**WHAT YOU SHOULD DO:**
Could you restate the entries word for word, without the images?

**SUPPLIED ENTRIES:**
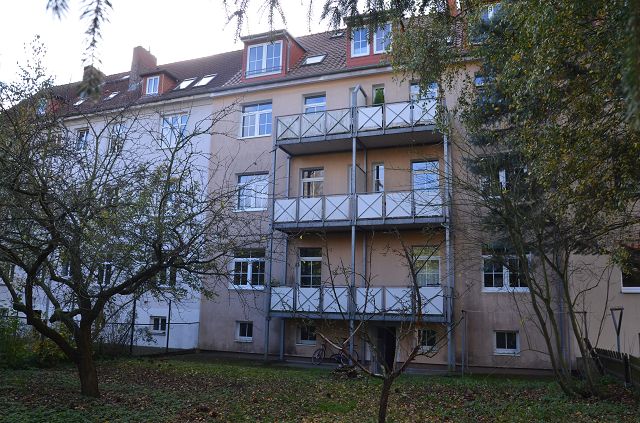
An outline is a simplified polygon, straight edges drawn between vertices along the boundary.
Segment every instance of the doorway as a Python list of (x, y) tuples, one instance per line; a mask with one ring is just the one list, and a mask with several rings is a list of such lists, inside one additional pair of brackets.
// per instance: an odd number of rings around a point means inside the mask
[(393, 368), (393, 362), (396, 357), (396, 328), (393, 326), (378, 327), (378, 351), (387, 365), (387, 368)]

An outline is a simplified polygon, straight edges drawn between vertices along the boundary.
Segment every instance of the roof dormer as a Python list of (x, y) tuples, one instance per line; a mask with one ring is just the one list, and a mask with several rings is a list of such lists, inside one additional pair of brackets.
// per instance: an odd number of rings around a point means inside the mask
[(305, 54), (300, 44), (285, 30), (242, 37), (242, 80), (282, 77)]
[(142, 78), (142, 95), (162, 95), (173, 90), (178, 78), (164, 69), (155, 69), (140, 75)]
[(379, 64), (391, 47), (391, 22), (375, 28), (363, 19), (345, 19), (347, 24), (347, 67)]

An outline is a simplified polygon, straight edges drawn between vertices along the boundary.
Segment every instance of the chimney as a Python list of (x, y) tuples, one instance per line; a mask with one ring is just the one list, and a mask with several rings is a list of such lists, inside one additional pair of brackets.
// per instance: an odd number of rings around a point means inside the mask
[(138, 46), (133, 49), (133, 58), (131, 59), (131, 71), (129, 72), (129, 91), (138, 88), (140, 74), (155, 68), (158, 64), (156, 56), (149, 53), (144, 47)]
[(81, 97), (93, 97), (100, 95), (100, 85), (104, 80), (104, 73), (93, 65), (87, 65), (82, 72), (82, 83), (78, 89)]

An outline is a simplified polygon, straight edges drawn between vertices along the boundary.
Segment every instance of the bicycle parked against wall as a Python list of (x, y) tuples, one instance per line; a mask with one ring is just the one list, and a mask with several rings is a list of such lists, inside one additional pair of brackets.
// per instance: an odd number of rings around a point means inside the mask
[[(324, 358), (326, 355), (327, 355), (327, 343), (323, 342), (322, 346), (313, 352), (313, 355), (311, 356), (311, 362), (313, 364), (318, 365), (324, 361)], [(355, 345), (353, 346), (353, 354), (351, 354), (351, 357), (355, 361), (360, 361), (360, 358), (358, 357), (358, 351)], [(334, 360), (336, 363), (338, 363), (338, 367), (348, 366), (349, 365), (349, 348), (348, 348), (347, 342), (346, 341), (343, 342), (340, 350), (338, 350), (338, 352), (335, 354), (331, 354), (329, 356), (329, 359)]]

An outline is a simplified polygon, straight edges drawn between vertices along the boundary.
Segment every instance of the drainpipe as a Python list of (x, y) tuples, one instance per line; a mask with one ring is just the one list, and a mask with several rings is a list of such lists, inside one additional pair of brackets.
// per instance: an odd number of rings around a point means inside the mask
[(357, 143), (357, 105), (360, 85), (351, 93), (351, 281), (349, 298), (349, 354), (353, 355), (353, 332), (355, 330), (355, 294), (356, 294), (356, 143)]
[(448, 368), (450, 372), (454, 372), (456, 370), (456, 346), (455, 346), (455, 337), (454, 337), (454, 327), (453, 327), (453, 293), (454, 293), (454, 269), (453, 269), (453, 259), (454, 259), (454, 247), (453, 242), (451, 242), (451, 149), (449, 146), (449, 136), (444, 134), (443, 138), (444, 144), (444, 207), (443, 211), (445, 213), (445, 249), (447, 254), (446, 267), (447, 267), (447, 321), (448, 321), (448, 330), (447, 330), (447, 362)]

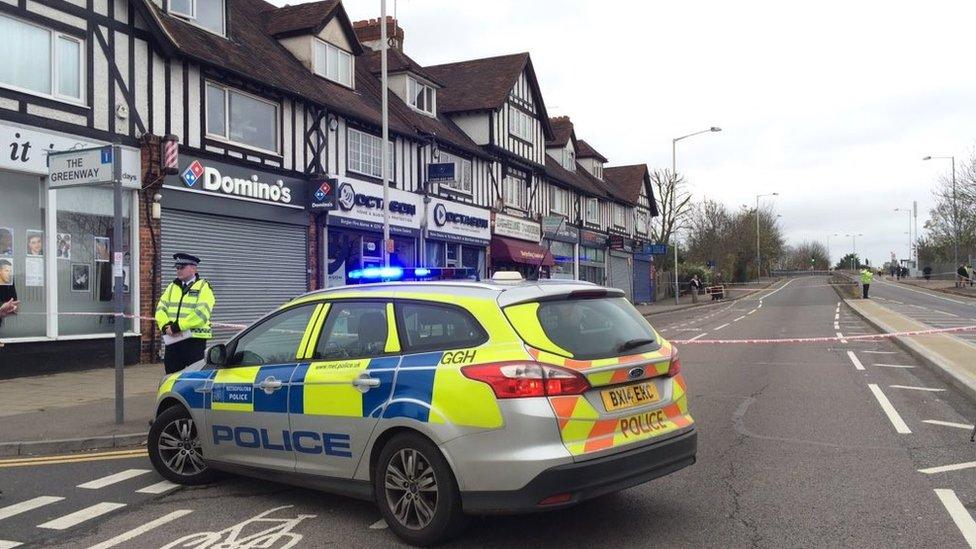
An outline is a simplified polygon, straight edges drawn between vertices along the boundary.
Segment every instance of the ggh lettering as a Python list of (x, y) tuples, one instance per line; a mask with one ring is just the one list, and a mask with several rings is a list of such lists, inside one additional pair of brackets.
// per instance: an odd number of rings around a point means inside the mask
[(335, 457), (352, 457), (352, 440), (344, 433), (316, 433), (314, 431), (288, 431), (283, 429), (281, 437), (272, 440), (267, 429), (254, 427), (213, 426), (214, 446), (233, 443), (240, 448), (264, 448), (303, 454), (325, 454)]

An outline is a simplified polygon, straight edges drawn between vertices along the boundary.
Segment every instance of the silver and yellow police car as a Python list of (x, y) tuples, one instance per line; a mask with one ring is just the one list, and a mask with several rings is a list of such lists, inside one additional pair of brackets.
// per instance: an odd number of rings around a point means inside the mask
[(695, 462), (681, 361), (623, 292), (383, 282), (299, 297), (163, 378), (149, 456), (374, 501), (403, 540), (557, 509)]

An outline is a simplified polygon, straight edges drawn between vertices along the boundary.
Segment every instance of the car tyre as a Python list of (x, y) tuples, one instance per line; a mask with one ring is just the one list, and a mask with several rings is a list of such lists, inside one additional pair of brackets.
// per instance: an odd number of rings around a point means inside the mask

**SOLUTION TO THIS TASK:**
An outline is a simplified polygon, straight edges drawn between vertices along the boundary.
Segment every instance of the doorway as a Python list of (x, y) tuples, one instance per line; a mask with one ring is just the one list, and a mask with several rings is a list of such lists, inside one additional pair of brackets.
// per instance: an odd number of rings around a point means inside the mask
[(393, 368), (393, 362), (396, 357), (396, 328), (393, 326), (378, 327), (378, 351), (387, 365), (387, 368)]

An outline is a simplified polygon, straight edges drawn between vertices along the boundary.
Segment every instance of the roof dormer as a Python list of (x, y) tuples, one instance per line; a mask with one ring is just the one list, and a mask with several rings is a list of such lists, inside one additional pair of brackets.
// per instance: an odd number of rings around a point means inside the mask
[(305, 54), (300, 44), (285, 30), (242, 37), (242, 80), (282, 77)]
[(142, 78), (142, 95), (162, 95), (173, 90), (178, 78), (164, 69), (155, 69), (140, 75)]
[(379, 64), (391, 47), (391, 22), (375, 28), (363, 19), (345, 19), (347, 24), (347, 67)]

An outline is a simplified polygon, straight edges drawn between vertices along the boundary.
Segment every instance of the chimney as a Python list of (x, y) tuples, one instance per line; a mask with one ring is just the one list, and a mask with several rings is a list of such lists, inside one additional pair of brackets.
// per instance: an odd number of rings around a point means inside the mask
[(138, 46), (133, 49), (133, 58), (131, 59), (131, 71), (129, 72), (129, 91), (138, 88), (140, 74), (155, 68), (158, 64), (156, 56), (149, 53), (144, 47)]
[(81, 97), (93, 97), (100, 95), (100, 85), (104, 80), (104, 73), (93, 65), (87, 65), (82, 72), (82, 83), (78, 89)]

An outline is a simplified polygon, straight edges drawn between vertices along the boundary.
Segment every instance of the bicycle parked against wall as a Python list of (x, y) tuples, one instance per line; a mask with one ring is just the one list, and a mask with several rings is a list of such lists, inside one additional pair of brackets.
// per instance: an odd number of rings around a point means inside the mask
[[(324, 358), (326, 355), (327, 355), (327, 343), (323, 342), (322, 346), (313, 352), (313, 355), (311, 356), (311, 362), (313, 364), (318, 365), (324, 361)], [(355, 345), (353, 346), (353, 354), (351, 354), (351, 357), (355, 361), (360, 361), (360, 358), (358, 357), (358, 351)], [(334, 360), (336, 363), (338, 363), (338, 367), (348, 366), (349, 365), (349, 348), (348, 348), (347, 342), (346, 341), (343, 342), (340, 350), (338, 350), (338, 352), (335, 354), (331, 354), (329, 356), (329, 359)]]

An outline is a simplified polygon, straight edges drawn between vertices along the boundary.
Segment every instance of the drainpipe as a Python list of (x, y) tuples, one instance per line; a mask with one ring is just the one list, and a mask with several rings is a list of such lists, inside one additional pair of brackets.
// per instance: an odd number of rings around a point means inside the mask
[(357, 143), (357, 105), (360, 85), (351, 93), (351, 281), (349, 298), (349, 354), (353, 355), (353, 332), (355, 330), (355, 294), (356, 294), (356, 143)]
[(448, 368), (450, 372), (454, 372), (456, 370), (456, 346), (455, 346), (455, 337), (454, 337), (454, 327), (453, 327), (453, 293), (454, 293), (454, 269), (453, 269), (453, 259), (454, 259), (454, 247), (453, 242), (451, 242), (451, 149), (449, 146), (449, 136), (444, 134), (443, 138), (444, 144), (444, 207), (443, 211), (445, 213), (445, 249), (447, 254), (446, 267), (447, 267), (447, 321), (448, 321), (448, 330), (447, 330), (447, 362)]

An outline is a simplified polygon, straight edges drawn between vertices along the boundary.
Segment every instance of the ggh lettering as a Python list of (x, y) tuples, one instance per line; a mask with one ring is just the one list, and a mask with several rings is a list of such lists, inside one additional pair of brackets.
// per instance: an odd number of rings around a point means inside the mask
[(335, 457), (352, 457), (352, 440), (344, 433), (316, 433), (314, 431), (288, 431), (283, 429), (281, 437), (272, 440), (267, 429), (254, 427), (213, 426), (214, 446), (233, 443), (240, 448), (264, 448), (303, 454), (325, 454)]

An outline is a simplified polygon, straight edges drawn between vertices along the boundary.
Segment every instance of the silver and yellow police car as a Python list of (x, y) tuples, one instance per line; a mask with one ring is just the one list, and a mask with several rings is a list of such lists, inside one additional pair of brackets.
// per instance: an odd number of rings around a point means inside the mask
[(695, 462), (681, 361), (623, 292), (383, 282), (299, 297), (163, 378), (149, 456), (374, 501), (403, 540), (557, 509)]

An outline is a simplified polygon, straight edges drawn between vertices along the boundary.
Segment every instance of the car tyre as a Python list of (x, y) tuples, one instance per line; a mask with one ring is just the one list, and a mask with several rings is a list of such lists, inside one additional pair of brackets.
// per instance: an odd number of rings around a point means inside the mask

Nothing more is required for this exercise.